__WHAT IS BEING ASKED__.
Say how many lines of the listing below include the word "cliff", with no other output.

__EXERCISE INPUT__.
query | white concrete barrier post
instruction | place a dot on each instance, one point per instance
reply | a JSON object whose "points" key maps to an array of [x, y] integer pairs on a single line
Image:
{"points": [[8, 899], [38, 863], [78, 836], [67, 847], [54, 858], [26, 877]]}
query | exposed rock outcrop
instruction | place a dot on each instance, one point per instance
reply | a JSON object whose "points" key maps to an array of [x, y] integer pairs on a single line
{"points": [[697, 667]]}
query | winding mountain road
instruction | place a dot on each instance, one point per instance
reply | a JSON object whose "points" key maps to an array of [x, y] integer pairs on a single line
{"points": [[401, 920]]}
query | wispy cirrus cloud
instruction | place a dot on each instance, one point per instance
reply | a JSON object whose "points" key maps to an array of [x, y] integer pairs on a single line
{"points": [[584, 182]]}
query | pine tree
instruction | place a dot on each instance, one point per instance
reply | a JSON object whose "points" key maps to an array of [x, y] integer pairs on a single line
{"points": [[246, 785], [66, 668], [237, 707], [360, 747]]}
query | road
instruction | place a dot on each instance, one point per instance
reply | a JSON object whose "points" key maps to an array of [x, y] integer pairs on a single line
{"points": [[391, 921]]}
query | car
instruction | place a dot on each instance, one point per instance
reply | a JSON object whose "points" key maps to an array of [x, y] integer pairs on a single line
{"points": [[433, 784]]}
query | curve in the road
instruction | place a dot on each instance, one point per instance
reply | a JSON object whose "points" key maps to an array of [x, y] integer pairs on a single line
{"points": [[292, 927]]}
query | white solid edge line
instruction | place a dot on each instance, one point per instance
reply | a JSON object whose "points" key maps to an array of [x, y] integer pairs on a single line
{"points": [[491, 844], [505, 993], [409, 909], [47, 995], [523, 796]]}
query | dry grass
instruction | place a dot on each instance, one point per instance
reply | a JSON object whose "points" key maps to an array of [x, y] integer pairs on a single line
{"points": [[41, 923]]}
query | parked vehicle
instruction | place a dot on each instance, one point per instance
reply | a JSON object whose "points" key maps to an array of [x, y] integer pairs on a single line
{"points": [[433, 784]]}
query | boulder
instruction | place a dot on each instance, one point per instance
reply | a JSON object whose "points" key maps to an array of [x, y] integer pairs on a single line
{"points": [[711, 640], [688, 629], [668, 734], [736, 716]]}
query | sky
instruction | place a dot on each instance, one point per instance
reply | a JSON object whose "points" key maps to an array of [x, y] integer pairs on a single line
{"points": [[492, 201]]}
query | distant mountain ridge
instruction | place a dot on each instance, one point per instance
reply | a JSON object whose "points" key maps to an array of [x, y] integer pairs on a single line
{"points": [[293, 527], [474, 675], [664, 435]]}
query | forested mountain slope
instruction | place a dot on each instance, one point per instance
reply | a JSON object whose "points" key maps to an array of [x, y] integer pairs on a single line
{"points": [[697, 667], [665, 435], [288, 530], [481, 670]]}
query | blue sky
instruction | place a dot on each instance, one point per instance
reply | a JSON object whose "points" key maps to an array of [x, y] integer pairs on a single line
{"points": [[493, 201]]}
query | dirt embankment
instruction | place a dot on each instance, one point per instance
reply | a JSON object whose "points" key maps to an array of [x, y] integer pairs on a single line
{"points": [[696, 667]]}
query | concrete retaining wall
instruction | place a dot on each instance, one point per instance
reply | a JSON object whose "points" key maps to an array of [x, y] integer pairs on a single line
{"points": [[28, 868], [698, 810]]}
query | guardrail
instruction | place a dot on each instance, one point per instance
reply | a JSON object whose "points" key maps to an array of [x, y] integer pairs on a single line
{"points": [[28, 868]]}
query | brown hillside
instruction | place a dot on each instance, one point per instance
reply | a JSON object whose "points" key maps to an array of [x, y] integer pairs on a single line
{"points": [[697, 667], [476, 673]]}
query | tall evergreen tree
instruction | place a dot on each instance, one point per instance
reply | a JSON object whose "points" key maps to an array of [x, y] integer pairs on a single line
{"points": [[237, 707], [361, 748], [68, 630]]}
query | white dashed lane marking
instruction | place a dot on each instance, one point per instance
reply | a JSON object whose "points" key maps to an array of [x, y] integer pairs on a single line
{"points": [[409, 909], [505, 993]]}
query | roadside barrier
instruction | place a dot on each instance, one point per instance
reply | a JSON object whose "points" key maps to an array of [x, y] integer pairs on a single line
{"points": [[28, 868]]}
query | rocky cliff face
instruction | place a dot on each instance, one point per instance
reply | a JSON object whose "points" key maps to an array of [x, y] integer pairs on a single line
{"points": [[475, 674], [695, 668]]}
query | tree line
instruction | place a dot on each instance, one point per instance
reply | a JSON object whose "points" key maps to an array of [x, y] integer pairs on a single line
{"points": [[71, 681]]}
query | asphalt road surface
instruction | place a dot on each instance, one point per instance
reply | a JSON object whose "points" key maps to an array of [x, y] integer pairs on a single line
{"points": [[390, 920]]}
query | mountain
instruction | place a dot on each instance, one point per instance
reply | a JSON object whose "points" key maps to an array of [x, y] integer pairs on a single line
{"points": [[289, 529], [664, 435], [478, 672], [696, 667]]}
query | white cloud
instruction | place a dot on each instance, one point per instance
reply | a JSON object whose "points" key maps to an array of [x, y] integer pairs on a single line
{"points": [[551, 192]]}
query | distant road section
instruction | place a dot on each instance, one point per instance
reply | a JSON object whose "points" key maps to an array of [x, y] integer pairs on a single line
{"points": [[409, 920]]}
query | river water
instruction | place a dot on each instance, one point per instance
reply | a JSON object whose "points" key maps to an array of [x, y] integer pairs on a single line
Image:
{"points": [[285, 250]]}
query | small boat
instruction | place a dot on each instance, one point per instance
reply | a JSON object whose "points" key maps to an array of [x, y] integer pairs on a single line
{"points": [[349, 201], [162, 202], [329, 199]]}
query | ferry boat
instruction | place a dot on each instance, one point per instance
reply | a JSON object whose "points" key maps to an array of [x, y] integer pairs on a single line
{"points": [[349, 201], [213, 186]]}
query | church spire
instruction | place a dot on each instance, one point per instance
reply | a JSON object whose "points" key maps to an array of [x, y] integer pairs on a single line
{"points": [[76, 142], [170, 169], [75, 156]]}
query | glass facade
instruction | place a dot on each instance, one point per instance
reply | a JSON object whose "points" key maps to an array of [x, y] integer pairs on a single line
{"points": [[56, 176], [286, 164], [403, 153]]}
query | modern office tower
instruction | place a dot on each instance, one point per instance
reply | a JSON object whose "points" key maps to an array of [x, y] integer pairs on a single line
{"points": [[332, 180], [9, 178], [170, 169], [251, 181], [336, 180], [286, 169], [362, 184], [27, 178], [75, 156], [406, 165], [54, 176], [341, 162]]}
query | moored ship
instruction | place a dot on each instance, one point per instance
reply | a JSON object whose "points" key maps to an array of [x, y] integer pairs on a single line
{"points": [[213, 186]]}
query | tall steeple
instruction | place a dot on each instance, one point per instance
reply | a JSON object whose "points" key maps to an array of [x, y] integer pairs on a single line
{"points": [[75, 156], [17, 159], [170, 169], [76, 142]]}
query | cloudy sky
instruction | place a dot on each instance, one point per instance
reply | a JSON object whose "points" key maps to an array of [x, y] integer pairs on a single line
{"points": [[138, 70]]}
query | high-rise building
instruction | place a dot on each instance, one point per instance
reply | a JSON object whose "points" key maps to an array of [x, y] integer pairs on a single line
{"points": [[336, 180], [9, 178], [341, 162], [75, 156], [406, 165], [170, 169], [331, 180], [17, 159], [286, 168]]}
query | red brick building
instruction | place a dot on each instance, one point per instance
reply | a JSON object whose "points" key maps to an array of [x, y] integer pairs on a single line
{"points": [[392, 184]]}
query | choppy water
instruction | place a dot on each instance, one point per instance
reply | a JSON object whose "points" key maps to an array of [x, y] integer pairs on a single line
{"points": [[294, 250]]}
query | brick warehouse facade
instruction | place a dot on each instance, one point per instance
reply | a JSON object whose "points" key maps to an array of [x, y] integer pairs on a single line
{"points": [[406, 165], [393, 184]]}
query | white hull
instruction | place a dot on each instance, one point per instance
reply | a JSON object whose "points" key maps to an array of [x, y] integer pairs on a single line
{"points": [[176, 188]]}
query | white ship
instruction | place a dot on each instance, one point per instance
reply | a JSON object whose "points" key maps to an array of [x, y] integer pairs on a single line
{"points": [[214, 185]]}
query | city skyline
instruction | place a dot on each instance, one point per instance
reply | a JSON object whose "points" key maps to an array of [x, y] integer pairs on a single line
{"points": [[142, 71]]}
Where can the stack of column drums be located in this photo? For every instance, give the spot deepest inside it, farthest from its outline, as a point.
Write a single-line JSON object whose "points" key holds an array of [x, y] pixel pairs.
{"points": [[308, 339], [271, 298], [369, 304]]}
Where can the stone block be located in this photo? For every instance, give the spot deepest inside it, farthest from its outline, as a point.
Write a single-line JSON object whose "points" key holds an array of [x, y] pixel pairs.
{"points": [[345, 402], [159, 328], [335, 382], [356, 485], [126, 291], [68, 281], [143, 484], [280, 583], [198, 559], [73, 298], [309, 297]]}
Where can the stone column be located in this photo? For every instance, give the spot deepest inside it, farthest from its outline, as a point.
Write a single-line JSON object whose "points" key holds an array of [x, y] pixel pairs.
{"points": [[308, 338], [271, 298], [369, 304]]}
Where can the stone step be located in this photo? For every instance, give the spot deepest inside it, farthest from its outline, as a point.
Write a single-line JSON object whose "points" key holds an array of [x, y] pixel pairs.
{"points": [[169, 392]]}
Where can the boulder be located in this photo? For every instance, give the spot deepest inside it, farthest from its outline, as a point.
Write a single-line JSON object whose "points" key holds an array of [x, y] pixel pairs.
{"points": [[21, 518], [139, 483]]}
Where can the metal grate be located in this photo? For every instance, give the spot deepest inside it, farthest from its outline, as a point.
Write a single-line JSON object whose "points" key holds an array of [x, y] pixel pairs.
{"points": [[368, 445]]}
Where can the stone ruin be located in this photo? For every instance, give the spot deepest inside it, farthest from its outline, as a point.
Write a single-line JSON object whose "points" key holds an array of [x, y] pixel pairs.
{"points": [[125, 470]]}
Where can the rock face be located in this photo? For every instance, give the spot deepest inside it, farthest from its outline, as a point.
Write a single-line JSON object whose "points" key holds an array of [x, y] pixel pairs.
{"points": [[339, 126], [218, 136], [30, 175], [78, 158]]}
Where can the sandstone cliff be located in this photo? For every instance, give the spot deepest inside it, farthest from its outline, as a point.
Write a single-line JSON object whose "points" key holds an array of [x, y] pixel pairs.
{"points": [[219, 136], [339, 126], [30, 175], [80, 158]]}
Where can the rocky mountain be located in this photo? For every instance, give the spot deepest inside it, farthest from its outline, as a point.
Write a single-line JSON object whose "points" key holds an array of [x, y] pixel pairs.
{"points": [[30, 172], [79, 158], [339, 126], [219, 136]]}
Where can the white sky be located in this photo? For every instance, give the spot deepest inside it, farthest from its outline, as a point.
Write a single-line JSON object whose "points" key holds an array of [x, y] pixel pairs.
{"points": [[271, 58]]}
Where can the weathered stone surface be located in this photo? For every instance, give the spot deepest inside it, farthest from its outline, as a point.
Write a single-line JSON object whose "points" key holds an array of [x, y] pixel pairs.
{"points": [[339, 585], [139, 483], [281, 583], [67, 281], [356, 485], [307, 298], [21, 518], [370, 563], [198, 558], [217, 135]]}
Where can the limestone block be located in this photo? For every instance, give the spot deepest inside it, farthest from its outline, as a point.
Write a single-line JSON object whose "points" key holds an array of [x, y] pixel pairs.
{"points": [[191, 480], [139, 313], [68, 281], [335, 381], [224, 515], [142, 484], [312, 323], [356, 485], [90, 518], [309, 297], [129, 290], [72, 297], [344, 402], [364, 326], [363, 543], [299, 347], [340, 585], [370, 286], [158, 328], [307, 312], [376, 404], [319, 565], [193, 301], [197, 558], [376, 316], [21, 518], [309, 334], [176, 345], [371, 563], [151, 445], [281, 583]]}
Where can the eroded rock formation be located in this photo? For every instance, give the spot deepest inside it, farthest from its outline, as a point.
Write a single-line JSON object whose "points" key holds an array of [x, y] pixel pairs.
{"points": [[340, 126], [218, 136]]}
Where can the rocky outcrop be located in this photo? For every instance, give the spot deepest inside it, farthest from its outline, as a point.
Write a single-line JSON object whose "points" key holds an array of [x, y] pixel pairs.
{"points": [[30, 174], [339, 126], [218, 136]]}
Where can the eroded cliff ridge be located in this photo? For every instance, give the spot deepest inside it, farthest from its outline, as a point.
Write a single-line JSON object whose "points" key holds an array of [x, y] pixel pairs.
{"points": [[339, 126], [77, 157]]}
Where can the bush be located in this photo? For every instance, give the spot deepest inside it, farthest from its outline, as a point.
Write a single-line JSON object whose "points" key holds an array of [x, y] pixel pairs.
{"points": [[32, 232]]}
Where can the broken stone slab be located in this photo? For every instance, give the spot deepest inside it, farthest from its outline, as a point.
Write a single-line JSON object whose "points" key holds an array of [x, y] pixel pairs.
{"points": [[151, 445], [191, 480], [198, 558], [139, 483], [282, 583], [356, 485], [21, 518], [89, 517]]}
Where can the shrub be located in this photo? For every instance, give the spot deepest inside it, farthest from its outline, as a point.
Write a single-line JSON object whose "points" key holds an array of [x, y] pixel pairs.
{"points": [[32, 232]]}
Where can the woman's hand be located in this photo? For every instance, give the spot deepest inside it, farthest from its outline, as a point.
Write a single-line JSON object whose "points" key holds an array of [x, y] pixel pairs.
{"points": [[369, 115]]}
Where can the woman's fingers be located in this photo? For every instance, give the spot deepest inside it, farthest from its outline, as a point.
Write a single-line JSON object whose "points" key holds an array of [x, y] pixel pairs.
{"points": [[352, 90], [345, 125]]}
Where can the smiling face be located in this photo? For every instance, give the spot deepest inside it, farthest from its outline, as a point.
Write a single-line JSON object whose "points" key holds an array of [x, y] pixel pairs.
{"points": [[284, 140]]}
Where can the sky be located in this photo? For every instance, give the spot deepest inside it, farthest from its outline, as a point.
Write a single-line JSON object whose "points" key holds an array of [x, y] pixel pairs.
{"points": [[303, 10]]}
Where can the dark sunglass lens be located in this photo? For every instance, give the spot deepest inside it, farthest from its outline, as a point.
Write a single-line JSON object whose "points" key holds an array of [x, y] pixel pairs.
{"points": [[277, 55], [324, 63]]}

__THE ANSWER__.
3